* [What you have to do]: Lines from the beginning of the data through the line containing "positive clicks: (655, 465)" are to be copied exactly, with no other line included.

* [Collected data]:
- Opening Delimiter -
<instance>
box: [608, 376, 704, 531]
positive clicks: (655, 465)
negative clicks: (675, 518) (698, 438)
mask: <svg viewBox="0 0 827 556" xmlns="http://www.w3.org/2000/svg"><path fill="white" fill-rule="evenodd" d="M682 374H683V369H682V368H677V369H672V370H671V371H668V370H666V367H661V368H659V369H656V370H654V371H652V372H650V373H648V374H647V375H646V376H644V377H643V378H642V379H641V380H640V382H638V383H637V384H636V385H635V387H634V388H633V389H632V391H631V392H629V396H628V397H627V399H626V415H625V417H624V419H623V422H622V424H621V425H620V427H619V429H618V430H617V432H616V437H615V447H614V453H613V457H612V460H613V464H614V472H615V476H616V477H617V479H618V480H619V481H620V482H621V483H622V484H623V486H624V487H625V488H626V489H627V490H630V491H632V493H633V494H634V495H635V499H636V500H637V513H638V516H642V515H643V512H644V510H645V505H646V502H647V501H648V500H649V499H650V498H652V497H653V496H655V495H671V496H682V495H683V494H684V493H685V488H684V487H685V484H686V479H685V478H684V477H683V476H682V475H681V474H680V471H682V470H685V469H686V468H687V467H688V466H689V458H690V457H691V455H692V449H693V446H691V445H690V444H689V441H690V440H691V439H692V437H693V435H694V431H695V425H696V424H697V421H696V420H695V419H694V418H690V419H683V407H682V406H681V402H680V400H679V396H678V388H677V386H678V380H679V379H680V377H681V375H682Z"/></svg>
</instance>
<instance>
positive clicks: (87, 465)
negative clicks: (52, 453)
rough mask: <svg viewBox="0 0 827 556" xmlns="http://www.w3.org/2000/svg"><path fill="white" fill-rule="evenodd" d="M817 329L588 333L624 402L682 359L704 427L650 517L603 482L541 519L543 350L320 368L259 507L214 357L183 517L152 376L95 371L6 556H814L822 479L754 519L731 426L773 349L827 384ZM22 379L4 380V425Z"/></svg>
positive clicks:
- Closing Delimiter -
* [Problem solution]:
<instance>
box: [608, 376, 704, 531]
positive clicks: (655, 465)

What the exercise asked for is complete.